### Aim of the task
The reply should consist of the full listing, written out exactly.

[[ Given records open ]]

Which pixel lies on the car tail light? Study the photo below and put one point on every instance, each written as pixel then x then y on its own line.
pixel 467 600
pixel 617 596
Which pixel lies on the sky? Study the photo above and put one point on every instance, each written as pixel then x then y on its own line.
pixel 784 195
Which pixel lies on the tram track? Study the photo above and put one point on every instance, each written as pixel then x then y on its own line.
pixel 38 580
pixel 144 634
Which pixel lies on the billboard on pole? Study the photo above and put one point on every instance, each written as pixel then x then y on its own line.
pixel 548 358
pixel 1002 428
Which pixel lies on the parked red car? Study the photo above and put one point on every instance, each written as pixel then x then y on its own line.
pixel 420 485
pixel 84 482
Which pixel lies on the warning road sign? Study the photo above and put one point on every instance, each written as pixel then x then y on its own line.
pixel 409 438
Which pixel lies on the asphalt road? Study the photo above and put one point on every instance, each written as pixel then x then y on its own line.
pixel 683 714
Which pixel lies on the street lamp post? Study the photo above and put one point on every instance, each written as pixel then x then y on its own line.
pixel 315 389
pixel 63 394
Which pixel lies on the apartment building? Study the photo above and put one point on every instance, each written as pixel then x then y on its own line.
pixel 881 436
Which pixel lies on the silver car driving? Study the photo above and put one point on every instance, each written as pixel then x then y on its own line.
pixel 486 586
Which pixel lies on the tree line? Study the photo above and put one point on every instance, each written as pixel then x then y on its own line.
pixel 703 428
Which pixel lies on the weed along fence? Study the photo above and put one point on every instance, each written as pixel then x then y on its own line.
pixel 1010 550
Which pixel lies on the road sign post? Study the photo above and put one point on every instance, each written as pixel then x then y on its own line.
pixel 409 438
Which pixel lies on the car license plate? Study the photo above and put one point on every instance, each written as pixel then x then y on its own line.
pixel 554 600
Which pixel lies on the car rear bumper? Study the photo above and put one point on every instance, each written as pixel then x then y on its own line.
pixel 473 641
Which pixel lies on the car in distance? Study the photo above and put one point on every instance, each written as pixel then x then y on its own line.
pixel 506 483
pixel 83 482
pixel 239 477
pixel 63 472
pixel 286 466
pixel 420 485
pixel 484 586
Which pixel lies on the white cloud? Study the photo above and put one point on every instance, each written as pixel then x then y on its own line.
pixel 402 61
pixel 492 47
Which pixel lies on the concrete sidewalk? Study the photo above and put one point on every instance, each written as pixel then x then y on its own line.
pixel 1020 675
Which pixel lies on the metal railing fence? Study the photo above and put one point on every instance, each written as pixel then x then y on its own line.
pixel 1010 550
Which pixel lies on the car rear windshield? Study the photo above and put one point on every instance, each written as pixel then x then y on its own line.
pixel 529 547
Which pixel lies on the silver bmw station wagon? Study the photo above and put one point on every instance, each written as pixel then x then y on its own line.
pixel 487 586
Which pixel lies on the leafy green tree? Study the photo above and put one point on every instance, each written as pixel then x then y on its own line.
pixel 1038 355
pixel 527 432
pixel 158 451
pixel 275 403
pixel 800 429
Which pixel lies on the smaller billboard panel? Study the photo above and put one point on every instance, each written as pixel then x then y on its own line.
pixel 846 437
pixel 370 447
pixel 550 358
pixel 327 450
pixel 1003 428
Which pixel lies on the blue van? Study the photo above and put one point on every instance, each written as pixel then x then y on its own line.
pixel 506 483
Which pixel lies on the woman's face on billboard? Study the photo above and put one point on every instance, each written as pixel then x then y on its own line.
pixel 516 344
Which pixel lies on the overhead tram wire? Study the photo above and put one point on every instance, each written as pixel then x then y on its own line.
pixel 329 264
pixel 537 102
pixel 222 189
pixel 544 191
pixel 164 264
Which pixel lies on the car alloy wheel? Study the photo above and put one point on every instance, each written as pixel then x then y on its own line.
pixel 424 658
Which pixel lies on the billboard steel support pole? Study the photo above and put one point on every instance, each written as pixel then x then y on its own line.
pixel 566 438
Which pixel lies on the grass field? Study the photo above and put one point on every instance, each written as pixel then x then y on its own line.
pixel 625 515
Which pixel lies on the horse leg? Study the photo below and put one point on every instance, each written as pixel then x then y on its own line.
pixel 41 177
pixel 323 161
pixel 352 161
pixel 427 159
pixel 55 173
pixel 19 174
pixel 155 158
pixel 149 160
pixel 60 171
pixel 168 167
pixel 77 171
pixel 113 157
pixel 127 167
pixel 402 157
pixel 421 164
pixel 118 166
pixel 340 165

[[ Given records closed ]]

### Answer box
Which pixel lies on the car tail light? Study the photo below and put one point on every instance, each written as pixel then x then y on its own line.
pixel 467 600
pixel 617 596
Which pixel lies on the sky? Study the photo above and put one point on every instance, each written as pixel then x then y on its own line.
pixel 784 195
Which pixel lies on the tram track? Study the photo above and put one point on every instance, each written as pixel then x then y on its own line.
pixel 38 580
pixel 144 634
Which pixel lies on the billboard on pole? Study the photo above and put one point on every instance, each written as pixel then x then y on its own line.
pixel 548 358
pixel 1002 428
Which pixel lies on the parked red car? Study the photo above and put one point on every instance, each written as pixel then x then y on its own line.
pixel 420 485
pixel 84 482
Which pixel lies on the warning road sign? Study the photo above and put one point on every instance, each written as pixel then x then y on its own line.
pixel 409 438
Which pixel lies on the asphalt road? Study the photo above and put one point on every instance, each written as pixel then x then y on its own line.
pixel 683 714
Which pixel lies on the street lamp post? Study the photo above and put one point on every instance, each written as pixel then x then y on its own line.
pixel 315 389
pixel 63 394
Which pixel lies on the apartment building? Study the photo above and put one point on every instance, each written as pixel then x then y on its own line.
pixel 881 436
Which pixel lies on the silver car driving? Study the photo above and put one point on every instance, each written as pixel then x then y on its own line.
pixel 486 586
Which pixel lies on the tree line? Study the photo above and put one point on every instance, each written as pixel then x then y on its own line.
pixel 703 428
Which pixel lies on the weed along fence? Study the photo above and put one point on every instance, each written as pixel then x then y on its own line.
pixel 1010 550
Which pixel lies on the road sign post? Study the photo above and put one point on every instance, each written as pixel then x then y on its own line.
pixel 409 438
Which pixel lies on the car license plate? Study the photo above and put one point on every instance, each written as pixel then x then y on its own line.
pixel 554 600
Which pixel lies on the car rear bumper? Study the photo above and put one point on every instance, each written as pixel then x then y on its own line.
pixel 473 641
Which pixel lies on the car in distance? Study the photo above and put one point on every instance, each written as pixel then x then y on its own line.
pixel 506 483
pixel 83 482
pixel 239 477
pixel 63 472
pixel 286 466
pixel 420 485
pixel 484 586
Which pixel lies on the white cloud? Study the photo above and put one point on every instance, each written as pixel then x then y on its own line.
pixel 402 61
pixel 492 47
Which pixel lies on the concrete sidewalk? Study the photo above and put one point on every instance, each written as pixel then x then y on its own line.
pixel 1020 675
Which pixel lies on the metal railing fence? Study the photo above and put one point on every instance, each written as pixel then x then y on its own line.
pixel 1010 550
Which pixel lies on the car rear windshield? Study the photo above and put one point on every instance, each written as pixel then x then y on its own line.
pixel 529 547
Which pixel lies on the silver bmw station wagon? Study the photo above and put one point on every instance, each written as pixel then x then y on its own line.
pixel 487 586
Which pixel lies on the leafy green tree? Study the photo above and put one point on every instance, each written as pixel then x then y on its own line.
pixel 1038 355
pixel 527 432
pixel 158 451
pixel 275 403
pixel 800 429
Which pixel lies on the smaller billboard panel? Study the photo above and put one point on every instance, each written as pixel then x then y on its own line.
pixel 846 437
pixel 370 447
pixel 550 358
pixel 327 450
pixel 1003 428
Which pixel lies on the blue van? Study the photo above and put one point on every instance, each written as pixel then x then y on its own line.
pixel 506 483
Which pixel lies on the woman's face on billboard? Study the photo above and put one point on every instance, each written as pixel then x then y on its own line.
pixel 516 344
Which pixel lies on the overhead tram wire? Study the photo above and put one point on every instance, each written as pixel then x then y on its own line.
pixel 329 264
pixel 537 102
pixel 222 189
pixel 544 191
pixel 164 264
Which pixel lies on the car alloy wheel? Study the photo above and put one point on every instance, each written as pixel then x then y on its own line.
pixel 424 658
Which pixel lies on the billboard steel support pole? Study the photo above and put one point on every instance, each written as pixel then x then y on its own line.
pixel 566 438
Which pixel lies on the grass field? Study the photo above and put one point on every instance, each written as pixel then x then y on its own line.
pixel 625 515
Which pixel lies on the horse leg? Study the photo below and put one point on every instance, each written as pixel then x then y on its own line.
pixel 41 177
pixel 323 161
pixel 352 161
pixel 427 159
pixel 55 173
pixel 19 174
pixel 155 158
pixel 149 160
pixel 60 171
pixel 168 167
pixel 77 171
pixel 113 157
pixel 127 167
pixel 402 157
pixel 421 164
pixel 118 166
pixel 340 165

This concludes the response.